> _PASSAGE GIVEN_
▽
[Python-Dev] Re: What to do about the Wiki?
Guido van Rossum
guido@python.org
Wed, 31 Jul 2002 12:16:56 -0400
> Guido> Juergen Hermann, Moinmoin's author, said he fixed a few things,
> Guido> but also said that Moinmoin is essentially vulnerable to
> Guido> "recursive wget" (e.g. someone trying to suck up the entire Wiki
> Guido> by following links). Apparently this is what brought the site
> Guido> down this weekend -- if I understand correctly, an in-memory log
> Guido> was growing too fast.
>
> I'm a bit confused by these statements. MoinMoin is a CGI script. I don't
> understand where "recursive wget" and "in-memory log" would come into play.
> I recently fired up two Wikis on the Mojam server. I never see any
> long-running process which would suggest there's an in-memory log which
> could grow without bound. The MoinMoin package does generate HTTP
> redirects, but while they might coax wget into firing off another request,
> it should be handled by a separate MoinMoin process on the server side. You
> should see the load grow significantly as the requests pour in, but
> shouldn't see any one MoinMoin process gobbling up all sorts of resources.
> Jürgen, can you elaborate on these themes a little more?
Juergen seems offline or too busy to respond. Here's what he wrote on
the matter. I guess he's reading the entire log into memory and
updating it there.
| Subject: [Pydotorg] wiki
| From: Juergen Hermann <jh@web.de>
| To: "pydotorg@python.org" <pydotorg@python.org>
| Date: Mon, 29 Jul 2002 20:32:31 +0200
| Hi!
|
| I looked into the wiki, and two things killed us:
|
| a) apart from google hits, some $!&%$""$% did a recursive wget. And the
| wiki spans a rather wide uri space...
△
[Object outline annotations]
▽
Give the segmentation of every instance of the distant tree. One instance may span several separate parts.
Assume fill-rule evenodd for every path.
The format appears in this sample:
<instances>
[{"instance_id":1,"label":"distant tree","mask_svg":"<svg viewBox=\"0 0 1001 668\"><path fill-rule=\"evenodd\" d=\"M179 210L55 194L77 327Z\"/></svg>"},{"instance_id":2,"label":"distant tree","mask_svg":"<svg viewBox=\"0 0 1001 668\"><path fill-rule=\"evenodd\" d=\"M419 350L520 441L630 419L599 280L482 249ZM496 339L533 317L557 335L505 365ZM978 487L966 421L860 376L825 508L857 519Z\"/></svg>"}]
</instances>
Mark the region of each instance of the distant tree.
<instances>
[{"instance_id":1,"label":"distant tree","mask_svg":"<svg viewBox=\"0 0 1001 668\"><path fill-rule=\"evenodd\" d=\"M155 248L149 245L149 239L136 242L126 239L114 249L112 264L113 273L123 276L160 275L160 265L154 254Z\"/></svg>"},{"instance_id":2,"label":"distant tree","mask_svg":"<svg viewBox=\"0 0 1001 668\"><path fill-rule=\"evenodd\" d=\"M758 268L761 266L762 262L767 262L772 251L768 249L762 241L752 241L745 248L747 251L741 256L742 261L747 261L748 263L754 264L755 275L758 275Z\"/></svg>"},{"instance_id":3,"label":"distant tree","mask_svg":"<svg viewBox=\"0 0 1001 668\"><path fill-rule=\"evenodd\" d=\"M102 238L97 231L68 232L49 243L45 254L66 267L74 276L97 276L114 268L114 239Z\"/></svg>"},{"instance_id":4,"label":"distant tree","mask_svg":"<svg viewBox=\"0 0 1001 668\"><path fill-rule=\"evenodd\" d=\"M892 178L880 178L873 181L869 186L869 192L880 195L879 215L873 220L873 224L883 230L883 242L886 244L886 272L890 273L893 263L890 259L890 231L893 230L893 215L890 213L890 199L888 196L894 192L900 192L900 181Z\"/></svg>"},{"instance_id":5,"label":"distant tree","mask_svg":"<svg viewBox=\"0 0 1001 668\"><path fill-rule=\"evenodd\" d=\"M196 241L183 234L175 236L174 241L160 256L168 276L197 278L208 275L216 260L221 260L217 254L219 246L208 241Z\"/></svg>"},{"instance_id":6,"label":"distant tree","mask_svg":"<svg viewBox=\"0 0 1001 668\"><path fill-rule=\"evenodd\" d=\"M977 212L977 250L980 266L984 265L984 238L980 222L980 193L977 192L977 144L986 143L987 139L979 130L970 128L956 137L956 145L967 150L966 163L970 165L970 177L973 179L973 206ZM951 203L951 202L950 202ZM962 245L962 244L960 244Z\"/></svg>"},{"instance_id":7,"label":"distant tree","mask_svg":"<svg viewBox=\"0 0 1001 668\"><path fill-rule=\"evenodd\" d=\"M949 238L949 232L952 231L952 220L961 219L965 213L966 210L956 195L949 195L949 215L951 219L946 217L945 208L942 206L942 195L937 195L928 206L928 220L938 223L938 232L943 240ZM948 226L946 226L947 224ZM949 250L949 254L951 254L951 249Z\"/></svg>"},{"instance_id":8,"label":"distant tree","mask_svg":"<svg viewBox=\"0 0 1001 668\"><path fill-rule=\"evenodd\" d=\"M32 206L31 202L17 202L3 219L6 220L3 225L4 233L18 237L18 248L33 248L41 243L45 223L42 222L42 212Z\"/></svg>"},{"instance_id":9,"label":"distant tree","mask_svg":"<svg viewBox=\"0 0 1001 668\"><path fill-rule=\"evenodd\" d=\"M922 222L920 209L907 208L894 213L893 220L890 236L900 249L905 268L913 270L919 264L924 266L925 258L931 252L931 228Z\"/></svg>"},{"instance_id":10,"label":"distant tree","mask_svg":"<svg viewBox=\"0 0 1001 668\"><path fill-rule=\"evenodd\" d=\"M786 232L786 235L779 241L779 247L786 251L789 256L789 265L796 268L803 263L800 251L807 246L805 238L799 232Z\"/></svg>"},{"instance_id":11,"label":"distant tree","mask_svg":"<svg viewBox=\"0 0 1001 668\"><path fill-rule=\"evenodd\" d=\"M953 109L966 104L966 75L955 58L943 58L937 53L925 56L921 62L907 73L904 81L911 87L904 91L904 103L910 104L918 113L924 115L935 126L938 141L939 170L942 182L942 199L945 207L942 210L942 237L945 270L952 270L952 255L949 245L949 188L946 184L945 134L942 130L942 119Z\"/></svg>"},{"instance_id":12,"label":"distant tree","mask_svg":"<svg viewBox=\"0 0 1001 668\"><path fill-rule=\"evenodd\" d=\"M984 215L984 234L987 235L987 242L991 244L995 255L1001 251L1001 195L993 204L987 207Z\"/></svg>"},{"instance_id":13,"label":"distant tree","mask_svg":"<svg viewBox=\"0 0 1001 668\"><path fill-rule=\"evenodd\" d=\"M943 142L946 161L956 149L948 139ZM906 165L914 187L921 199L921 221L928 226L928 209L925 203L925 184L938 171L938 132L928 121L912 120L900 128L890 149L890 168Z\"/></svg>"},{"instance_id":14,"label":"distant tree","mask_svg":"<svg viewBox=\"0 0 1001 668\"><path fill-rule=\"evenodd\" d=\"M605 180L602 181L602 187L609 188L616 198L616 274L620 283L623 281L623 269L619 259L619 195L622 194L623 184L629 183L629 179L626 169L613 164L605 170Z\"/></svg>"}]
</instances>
△
▽
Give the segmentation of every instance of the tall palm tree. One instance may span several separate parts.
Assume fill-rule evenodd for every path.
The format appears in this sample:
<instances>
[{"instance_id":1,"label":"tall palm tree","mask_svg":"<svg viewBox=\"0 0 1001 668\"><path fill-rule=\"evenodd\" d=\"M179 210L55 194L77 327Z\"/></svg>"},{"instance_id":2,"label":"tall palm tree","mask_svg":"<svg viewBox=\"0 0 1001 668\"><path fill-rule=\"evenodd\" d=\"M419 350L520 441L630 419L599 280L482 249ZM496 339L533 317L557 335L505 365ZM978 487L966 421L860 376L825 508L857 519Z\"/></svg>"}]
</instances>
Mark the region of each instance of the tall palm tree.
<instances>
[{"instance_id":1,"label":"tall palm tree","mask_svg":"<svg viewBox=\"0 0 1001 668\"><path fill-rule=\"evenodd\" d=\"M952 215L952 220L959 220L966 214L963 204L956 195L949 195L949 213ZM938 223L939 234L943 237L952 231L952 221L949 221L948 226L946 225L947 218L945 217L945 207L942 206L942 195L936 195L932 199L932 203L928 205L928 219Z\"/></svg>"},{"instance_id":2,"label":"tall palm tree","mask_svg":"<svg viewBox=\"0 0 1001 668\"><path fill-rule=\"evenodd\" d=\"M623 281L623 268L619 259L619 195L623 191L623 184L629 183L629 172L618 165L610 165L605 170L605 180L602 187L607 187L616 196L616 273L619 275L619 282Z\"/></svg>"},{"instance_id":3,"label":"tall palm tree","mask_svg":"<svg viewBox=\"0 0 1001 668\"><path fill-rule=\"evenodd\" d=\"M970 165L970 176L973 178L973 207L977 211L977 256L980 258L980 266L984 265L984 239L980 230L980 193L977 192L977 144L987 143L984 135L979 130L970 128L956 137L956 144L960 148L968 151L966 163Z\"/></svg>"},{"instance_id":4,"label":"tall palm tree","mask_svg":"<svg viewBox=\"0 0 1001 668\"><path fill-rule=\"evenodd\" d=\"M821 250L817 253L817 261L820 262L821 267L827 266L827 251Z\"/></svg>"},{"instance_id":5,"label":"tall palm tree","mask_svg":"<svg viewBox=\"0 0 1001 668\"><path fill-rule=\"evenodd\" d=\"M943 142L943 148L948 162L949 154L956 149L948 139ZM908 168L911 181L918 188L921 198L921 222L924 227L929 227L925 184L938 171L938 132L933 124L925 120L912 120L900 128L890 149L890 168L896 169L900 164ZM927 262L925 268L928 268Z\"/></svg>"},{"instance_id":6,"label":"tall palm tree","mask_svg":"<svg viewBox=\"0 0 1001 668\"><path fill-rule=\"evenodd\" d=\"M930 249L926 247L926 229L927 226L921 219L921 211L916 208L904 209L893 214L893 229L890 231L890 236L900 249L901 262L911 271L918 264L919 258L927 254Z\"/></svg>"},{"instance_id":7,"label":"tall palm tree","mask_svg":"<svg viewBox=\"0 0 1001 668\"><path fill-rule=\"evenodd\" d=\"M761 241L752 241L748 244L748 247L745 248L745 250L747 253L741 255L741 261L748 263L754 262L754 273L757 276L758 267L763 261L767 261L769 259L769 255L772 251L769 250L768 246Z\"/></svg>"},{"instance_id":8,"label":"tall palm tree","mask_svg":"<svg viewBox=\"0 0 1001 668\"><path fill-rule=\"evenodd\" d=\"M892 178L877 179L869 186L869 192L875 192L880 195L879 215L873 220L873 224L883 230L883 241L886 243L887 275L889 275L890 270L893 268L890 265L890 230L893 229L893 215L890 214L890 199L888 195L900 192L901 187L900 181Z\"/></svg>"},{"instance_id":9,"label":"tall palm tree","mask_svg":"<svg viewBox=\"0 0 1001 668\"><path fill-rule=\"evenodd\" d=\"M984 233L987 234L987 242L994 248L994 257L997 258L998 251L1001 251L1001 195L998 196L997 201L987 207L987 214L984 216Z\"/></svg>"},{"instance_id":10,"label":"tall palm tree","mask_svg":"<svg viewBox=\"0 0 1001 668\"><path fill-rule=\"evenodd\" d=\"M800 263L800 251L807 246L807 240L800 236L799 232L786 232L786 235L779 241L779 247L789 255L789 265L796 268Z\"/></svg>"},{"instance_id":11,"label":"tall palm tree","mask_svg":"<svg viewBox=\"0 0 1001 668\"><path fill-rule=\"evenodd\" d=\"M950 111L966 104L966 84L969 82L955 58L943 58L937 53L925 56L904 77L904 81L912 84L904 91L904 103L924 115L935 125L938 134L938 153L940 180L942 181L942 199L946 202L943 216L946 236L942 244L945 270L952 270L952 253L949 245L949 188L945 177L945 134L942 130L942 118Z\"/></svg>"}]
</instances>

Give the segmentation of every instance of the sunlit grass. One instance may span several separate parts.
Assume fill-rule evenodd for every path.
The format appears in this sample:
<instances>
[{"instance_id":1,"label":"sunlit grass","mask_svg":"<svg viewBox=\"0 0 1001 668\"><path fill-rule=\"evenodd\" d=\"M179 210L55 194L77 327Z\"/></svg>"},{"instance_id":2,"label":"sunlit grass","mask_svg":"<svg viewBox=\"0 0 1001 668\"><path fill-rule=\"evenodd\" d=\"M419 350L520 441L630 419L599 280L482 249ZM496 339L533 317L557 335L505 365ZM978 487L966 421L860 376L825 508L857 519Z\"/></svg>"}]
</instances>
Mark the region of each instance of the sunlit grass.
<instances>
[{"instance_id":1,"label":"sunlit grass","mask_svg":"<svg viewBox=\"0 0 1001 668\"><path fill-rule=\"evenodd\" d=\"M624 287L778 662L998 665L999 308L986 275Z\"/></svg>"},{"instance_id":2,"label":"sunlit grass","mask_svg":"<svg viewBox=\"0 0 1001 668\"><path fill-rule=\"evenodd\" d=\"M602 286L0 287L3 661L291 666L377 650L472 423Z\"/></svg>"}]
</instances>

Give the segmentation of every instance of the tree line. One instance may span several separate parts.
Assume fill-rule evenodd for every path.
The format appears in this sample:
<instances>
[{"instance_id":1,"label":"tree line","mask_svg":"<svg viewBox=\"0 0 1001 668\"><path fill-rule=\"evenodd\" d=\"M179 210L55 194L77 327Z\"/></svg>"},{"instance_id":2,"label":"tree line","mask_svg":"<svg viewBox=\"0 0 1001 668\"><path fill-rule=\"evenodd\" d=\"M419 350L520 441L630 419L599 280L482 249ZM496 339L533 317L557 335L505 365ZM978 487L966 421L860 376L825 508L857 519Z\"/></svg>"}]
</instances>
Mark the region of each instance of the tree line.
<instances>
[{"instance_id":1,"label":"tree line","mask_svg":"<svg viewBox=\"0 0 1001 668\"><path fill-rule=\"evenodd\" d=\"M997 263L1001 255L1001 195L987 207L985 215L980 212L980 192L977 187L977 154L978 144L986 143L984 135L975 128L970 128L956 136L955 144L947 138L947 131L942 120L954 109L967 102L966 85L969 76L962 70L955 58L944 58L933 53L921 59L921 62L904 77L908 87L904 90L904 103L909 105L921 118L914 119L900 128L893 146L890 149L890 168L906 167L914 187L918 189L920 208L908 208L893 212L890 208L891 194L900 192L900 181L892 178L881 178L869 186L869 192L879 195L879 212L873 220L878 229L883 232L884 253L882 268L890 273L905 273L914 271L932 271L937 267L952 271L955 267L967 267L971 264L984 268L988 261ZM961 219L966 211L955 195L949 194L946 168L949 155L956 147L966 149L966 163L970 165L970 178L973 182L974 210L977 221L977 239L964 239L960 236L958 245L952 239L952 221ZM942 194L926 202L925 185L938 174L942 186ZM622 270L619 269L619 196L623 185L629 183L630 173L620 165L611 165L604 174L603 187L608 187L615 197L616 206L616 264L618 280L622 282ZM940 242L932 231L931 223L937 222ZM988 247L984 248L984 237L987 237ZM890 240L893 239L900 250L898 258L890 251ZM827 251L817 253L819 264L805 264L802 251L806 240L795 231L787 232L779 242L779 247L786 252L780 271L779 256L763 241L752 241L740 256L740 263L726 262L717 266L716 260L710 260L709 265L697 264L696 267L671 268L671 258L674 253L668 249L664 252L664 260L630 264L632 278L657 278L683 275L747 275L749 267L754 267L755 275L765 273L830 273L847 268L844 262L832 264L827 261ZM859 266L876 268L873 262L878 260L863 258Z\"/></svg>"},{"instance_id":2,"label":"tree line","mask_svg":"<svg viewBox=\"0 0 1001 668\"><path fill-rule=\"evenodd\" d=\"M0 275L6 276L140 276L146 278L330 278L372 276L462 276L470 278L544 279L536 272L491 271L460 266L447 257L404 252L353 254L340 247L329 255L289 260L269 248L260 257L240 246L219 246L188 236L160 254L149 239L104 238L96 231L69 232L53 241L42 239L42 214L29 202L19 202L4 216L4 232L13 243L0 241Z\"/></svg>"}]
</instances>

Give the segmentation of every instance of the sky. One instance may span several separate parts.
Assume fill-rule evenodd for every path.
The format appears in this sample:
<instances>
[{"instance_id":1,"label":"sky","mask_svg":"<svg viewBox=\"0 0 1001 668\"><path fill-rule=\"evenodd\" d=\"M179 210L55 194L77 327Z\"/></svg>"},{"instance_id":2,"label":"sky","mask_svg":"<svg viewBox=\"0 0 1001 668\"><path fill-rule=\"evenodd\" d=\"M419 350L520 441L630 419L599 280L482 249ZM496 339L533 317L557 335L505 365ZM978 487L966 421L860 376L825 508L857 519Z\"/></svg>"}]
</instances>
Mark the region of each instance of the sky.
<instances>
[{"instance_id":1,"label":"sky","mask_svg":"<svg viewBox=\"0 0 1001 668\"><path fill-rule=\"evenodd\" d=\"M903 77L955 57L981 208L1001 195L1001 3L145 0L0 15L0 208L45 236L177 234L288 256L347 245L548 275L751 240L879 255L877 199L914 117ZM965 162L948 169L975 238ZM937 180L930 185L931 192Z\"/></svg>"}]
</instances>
△
> _WORK TO DO_
• A. Reproduce part of the Python-Dev message about the Wiki, beginning at the words "[Python-Dev] Re: What" and stopping after "growing too fast.".
• B. Write the next part of the Python-Dev message about the Wiki, picking up right after its last line.

> _RESULTS OF THE TASKS_
• A.
[Python-Dev] Re: What to do about the Wiki?
Guido van Rossum
guido@python.org
Wed, 31 Jul 2002 12:16:56 -0400
> Guido> Juergen Hermann, Moinmoin's author, said he fixed a few things,
> Guido> but also said that Moinmoin is essentially vulnerable to
> Guido> "recursive wget" (e.g. someone trying to suck up the entire Wiki
> Guido> by following links). Apparently this is what brought the site
> Guido> down this weekend -- if I understand correctly, an in-memory log
> Guido> was growing too fast.

• B.
|
| b) the event log grows much faster than I'm used to, thus some
| "simple" algorithms don't hold for this size.
|
|
| Solutions:
|
| a) I just updated the wiki software, the current cvs contains a
| robot/wget filter that forbids any access except to "view page" URIs
| (i.e. we remain open to google, but no more open than absolutely
| needed). If need be, we can forbid access altogether, or only allow
| google.
|
| b) I'll install a cron job that rotates the logs, to keep them short.
|
| I shortened the logs manually for now. So if you all agree, we could
| activate the wiki again.
|
|
| Ciao, Jürgen
Reading this again, I think we should give it a try again.
> Guido> I believe that Juergen has fixed the log-growing problem. Should
> Guido> we enable the Wiki again and hope for the best?
>
> With an XS4ALL person at the ready? Perhaps someone can keep a window open
> on creosote running something like
>
> while true ; do
> ps auxww | egrep python | sort -r -n -k 5,5 | head -1
> sleep 15
> done
>
> I'm running out for the next few hours. I'll be happy to run the while loop
> when I return.
We'll watch it here. I know who to write to have it rebooted.
--Guido van Rossum (home page: http://www.python.org/~guido/)